#### [Selected excerpt]
►
The third page of gardening questions and answers this month! First a question on what wood to use for raised beds, then a heartfelt plea for help with white rot on the plot. Finally an unusual composting question.. can you compost a synthetic duvet?
What Wood to use to Construct Raised Beds
I am new to gardening and want to get some raised frames to grow veg. What wood do you suggest? I don’t want toxic treated stuff do I ?
There are a few articles on raised beds which you may find helpful on the site including: How to Construct Raised Beds – Raised Deep Bed Growing
As to what wood to use, well if you start specifying hardwoods or cedar then you’re going to be paying a fortune. Just go to a builders merchant or sawmill and buy the required sizes (see the article) or see if you can pick up second-hand scaffolding boards.
You mention toxic treated – by which you mean tanalised, I assume. Tricky – wood will rot and untreated wood may only last three or four years. All preservative treatments are ‘toxic’ in the sense they stop bugs and fungi from destroying the wood. The question is whether the treatment affects the soil and crops.
Frankly, I don’t know. My feeling is that there must be some leaching of the treatment into the soil but I don’t think there is enough to be a real problem. I’ve yet to find a properly researched paper on the subject. Hysterical extrapolations of threat make good click-bait on the web but rarely have a real basis in fact.
If, after reading the article on raised beds, you still feel raised beds are your best solution but you’re concerned about using treated timber, consider using Link-a-Bord to construct the beds. Great product made from recycled plastic which is better than wood in that it doesn’t rot and being double-skinned will insulate the bed to a degree. But it ain’t cheap!
◄
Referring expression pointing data
►
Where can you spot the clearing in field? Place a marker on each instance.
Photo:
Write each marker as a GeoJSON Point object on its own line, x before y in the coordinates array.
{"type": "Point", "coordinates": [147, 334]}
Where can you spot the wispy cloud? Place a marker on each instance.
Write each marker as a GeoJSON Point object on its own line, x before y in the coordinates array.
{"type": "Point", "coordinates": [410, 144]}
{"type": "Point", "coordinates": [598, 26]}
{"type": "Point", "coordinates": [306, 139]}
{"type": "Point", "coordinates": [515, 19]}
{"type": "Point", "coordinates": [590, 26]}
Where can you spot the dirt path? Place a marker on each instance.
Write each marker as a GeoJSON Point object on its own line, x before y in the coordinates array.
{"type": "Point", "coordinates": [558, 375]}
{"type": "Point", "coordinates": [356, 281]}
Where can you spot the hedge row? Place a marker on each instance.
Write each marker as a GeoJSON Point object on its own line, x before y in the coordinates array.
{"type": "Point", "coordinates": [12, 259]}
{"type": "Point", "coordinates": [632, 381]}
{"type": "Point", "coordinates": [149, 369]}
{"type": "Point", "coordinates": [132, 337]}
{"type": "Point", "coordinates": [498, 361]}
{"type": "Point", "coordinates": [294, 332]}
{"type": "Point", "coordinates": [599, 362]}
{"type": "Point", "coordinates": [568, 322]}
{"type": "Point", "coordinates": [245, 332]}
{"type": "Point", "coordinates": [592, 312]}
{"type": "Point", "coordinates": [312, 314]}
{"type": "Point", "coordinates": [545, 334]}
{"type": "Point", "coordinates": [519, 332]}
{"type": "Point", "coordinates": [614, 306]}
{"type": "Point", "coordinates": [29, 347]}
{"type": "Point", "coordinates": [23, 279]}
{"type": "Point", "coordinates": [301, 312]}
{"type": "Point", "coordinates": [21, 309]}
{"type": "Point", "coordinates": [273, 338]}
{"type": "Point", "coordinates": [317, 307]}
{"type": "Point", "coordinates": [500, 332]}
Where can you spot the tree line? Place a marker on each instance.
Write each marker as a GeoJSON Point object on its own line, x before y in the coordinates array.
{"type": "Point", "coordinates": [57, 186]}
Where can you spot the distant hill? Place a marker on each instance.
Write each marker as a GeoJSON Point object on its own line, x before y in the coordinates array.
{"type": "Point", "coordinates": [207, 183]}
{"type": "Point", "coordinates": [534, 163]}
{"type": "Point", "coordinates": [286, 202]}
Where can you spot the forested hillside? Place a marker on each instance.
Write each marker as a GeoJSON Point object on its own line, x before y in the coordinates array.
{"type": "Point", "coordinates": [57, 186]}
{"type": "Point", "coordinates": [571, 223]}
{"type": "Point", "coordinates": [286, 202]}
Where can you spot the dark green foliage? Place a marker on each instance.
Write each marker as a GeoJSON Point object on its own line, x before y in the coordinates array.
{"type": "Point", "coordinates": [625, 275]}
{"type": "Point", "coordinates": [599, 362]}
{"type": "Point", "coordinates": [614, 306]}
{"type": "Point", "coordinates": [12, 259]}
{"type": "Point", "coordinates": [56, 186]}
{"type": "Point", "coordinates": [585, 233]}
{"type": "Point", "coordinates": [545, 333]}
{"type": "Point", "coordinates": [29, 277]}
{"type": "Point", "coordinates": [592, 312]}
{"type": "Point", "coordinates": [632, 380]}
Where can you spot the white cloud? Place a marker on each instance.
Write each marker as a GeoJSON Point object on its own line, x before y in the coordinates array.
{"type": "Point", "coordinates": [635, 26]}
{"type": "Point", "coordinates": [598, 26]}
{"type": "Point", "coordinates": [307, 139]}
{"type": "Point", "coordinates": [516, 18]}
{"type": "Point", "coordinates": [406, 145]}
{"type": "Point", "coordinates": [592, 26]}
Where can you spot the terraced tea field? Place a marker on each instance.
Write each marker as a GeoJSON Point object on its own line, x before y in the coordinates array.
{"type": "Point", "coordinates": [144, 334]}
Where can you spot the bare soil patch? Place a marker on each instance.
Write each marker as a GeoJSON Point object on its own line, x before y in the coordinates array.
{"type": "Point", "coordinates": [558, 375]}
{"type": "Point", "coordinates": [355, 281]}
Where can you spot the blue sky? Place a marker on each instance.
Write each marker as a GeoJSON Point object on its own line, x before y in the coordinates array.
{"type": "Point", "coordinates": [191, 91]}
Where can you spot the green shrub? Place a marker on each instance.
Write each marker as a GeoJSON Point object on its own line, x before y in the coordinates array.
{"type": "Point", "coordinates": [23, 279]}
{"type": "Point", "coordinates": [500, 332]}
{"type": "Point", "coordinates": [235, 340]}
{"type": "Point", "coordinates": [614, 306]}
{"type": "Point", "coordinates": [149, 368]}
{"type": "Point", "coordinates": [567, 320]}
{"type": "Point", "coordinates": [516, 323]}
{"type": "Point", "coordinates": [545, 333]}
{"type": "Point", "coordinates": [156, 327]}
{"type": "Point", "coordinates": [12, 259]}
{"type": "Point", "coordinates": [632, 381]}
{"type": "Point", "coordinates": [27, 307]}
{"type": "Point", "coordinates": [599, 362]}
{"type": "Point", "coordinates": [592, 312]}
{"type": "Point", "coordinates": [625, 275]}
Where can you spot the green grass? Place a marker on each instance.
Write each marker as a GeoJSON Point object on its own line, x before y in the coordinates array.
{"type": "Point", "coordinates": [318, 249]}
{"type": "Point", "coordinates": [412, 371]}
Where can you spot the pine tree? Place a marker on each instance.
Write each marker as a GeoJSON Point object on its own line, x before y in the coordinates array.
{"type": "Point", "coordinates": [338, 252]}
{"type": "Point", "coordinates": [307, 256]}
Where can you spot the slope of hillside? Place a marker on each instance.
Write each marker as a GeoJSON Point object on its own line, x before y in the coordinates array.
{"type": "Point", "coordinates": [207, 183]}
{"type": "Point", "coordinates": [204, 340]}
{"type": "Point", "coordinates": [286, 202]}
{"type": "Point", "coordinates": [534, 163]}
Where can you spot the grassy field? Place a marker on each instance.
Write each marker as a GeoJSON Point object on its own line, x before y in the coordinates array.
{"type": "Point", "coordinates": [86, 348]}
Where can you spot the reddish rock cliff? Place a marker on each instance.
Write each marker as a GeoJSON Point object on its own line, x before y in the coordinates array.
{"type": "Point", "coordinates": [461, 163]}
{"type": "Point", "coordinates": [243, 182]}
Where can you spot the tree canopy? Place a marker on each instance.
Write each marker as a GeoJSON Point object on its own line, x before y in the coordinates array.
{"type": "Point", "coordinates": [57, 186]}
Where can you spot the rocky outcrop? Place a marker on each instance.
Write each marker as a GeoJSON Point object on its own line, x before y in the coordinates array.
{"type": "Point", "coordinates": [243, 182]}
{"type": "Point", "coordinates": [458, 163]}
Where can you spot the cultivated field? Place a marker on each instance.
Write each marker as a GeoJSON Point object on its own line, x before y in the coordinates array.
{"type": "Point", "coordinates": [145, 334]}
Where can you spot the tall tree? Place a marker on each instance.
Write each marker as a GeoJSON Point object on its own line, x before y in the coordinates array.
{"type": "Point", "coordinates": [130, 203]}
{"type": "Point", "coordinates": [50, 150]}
◄
#### [Directions]
[A] Can you summarize the gardening answer page about wood for raised beds in two sentences?
[B] Could you output the passage of the raised-bed wood page from "Frankly, I don’t" up to and including "it ain’t cheap!", word for word?

#### [Your written answers]
[A] A new gardener asks what wood to use for raised vegetable beds and whether to avoid toxic treated timber. The reply advises against costly hardwoods or cedar in favor of standard timber from a builders merchant or sawmill or second-hand scaffolding boards, doubts that leaching from treated wood is enough to be a real problem, and suggests recycled-plastic Link-a-Bord as a rot-proof but expensive alternative.

[B]
Frankly, I don’t know. My feeling is that there must be some leaching of the treatment into the soil but I don’t think there is enough to be a real problem. I’ve yet to find a properly researched paper on the subject. Hysterical extrapolations of threat make good click-bait on the web but rarely have a real basis in fact.
If, after reading the article on raised beds, you still feel raised beds are your best solution but you’re concerned about using treated timber, consider using Link-a-Bord to construct the beds. Great product made from recycled plastic which is better than wood in that it doesn’t rot and being double-skinned will insulate the bed to a degree. But it ain’t cheap!